- **課題**
比喩の使い方についての文章を、最後の文の後から引き継いで書き進めてください。

- **本文**
===
94.実践篇:比喩を使いこなす

 今回は描写に欠かせない「比喩」を取り上げました。





比喩を使いこなす


 文章がある程度書けるようになってくるとあれこれやりたくなります。

 その中でとくに一人称視点での「描写」を巧みにしたくなるものです。

 「描写」文とは「ある立場から出来事で感じたことを述べている文」になります。

 一人称視点であれば「主人公が見たり聞いたり感じたりしたことを述べた文」なのです。

 説明文と描写文の違いはコラムNo.89でお話しているので省きます。


 では「主人公が見たり聞いたり感じたりしたことを述べる」とはなんでしょうか。

 主人公はある物事を「どう感じたか」ということであり、それがある物事を「なにかになぞらえた」らどうなるかということです。

 「なにかになぞらえた」。そう比喩を使うのです。





直喩(明喩)

 比喩の中で最もわかりやすいのが「直喩」でしょう。

 「直喩」はあるものと別のもの、ある動作と別の動作、ある状態と別の状態との共通点を利用して字句を修飾する比喩のひとつです。

 「雅美はまるで太陽のような女性だ」という名詞にたとえたり、「浩二はまるでハチに刺されたような腫れたまぶたをしていた」「彼の顔色はまるで血の気が失せたように青ざめた」という動詞にたとえたりします。

 文語体では「まるで〜」「あたかも〜」「さながら〜」で始まり、「〜のようだ」「〜のごとし」「〜そうだ」「〜そっくりだ」「〜も同然だ」で受ける形が一般的です。

 口語体では「きっと〜」「ちょうど〜」で始まり、「〜みたいだ」「〜に似ている」「〜風だ」「〜という感じだ」で受ける形が代表的です。

 始まる形を消して受ける形だけを用いてもじゅうぶん「直喩」となります。「雅美は太陽のような女性だ」でもじゅうぶん通じるのです。

 武田信玄でお馴染み『孫子』の一節である「疾きこと風の如く」も「直喩」になります。これは「まるで風のような速さで」という意味ですね。





隠喩(暗喩)

 比喩の中では「直喩」に次いでよく用いられるのが「隠喩」だと思います。

 「隠喩」とは「直喩」から始める形と受ける形の双方を抜いてしまって字句を修飾する比喩のひとつです。


 「直喩」のたとえを用いれば「雅美は太陽だ」「浩二はハチに刺された」「彼の顔色は血の気が失せた」となります。『孫子』の一節なら「疾き風だ」です。


 「隠喩」は比喩を断定で語ってしまうがゆえに、比喩だと気づかれないことがままあります。

 上記なら「浩二はハチに刺された」は本当に「ハチに刺された」ようにしか読み手に受け取ってもらえない可能性があるのです。


 「隠喩」だと理解してもらうには、その一節が出てくる前にじゅうぶんな準備をしている必要があります。

 「浩二はハチに刺された」なら、その一節までに「浩二が睡眠不足である」または「浩二が泣き続けていた」ような説明・描写が不可欠です。ならばこそ「隠喩」を「隠喩」だと受け取ってもらえます。


 「隠喩」を書いた後に補足していくのは野暮です。
===
- **データ**

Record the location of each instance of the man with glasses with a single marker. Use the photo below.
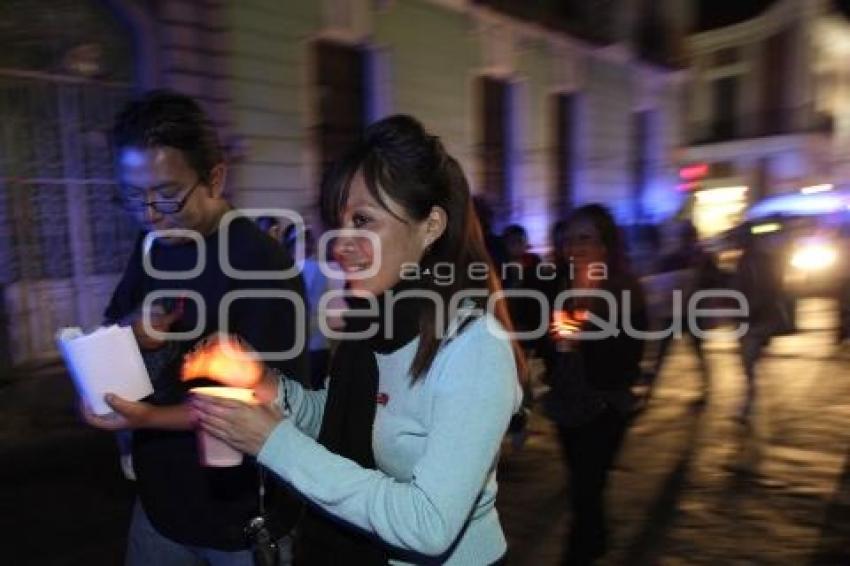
===
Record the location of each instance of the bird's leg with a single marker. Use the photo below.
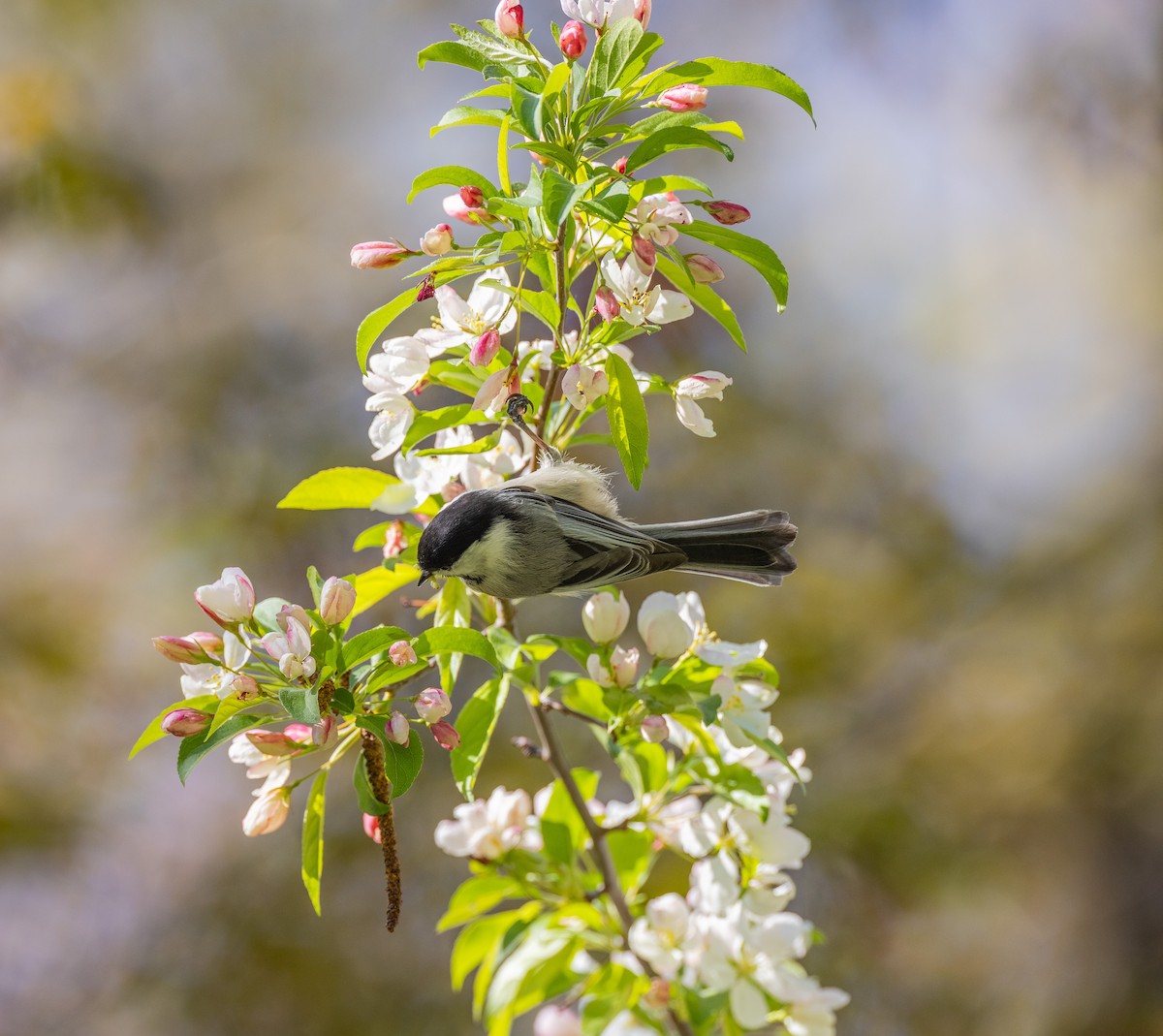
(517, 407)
===
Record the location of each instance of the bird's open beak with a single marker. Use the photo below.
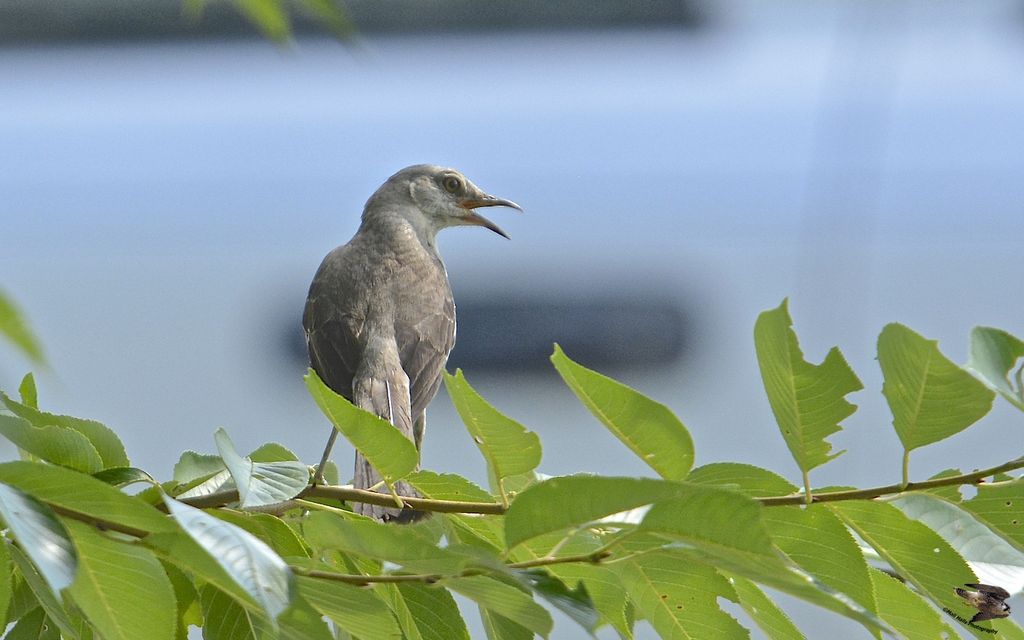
===
- **回答**
 補足ではなく「立て続けに畳み込む」ほうが「隠喩」として効果的になります。

 「雅美は太陽だ。太陽が凍てついた僕の心を溶かしていく。僕は太陽なしでは生きられないだろう」のように「太陽を連呼」したり「凍てついた僕の心」と別の「隠喩」を差し込んだりしていくのです。





換喩

 昔から「換喩」もよく用いられてきました。

 「換喩」とはある事物を表すのに、それと深い関係のある事物で置き換える比喩です。

 「青い目」で「西洋人」を、「鳥居」で「神社」を、「金バッチ」で国会議員を、「桜の代紋」で警察を表したりします。

 そのものを語るときにその一部を使って呼ぶ、いわゆる「あだ名」「二つ名」ですね。


 子どもの頃に気に食わない人を、その人の特徴を使ってたとえた経験はありませんか。

 お高く留まっている同級生を「お嬢様」と呼ぶ類いです。

 サディスティックな女性を「女王様」、世間知らずな女性を「お姫様」と呼んだ経験は誰にでもあると思います。「デブ」とか「のっぽ」とか「ブス」とか蔑称するのも「換喩」です。

 子どもは創造性が豊かなため大人よりも「換喩」が巧みになる傾向があります。つまり童心を持っていると「換喩」を思いつきやすいということです。

 こちらも「隠喩」と同様、読み手に「換喩」だと気づいてもらえないことがあります。

 「お嬢様」をいいところのご令嬢、「女王様」「お姫様」は実際どこかの国の女王や王女と勘違いされるのです。

 そのため勘違いされて誘拐事件が起きる、というのも「隠喩」の弊害といえるでしょう。





提喩

 「提喩」は全体と部分との関係に基づき、全体である「花」でその一種である「桜」を、その一種である「小町」で全体である「美人」を表現する類いです。

 全体である「太閤」でその一種である「豊太閤(ほうたいこう=豊臣秀吉)」を、全体である「山」で「比叡山」を、全体である「酒」で「日本酒」を表すといった、昔から根づいている比喩になります。


 全体である事物を用いてその一種である事物を指すのが「提喩」の主な使い方です。

 子どもの頃「ミカちゃん、ご飯ですよ」と言われればその一種である「白飯」だけでなく全体の「食事」を食べてきましたよね。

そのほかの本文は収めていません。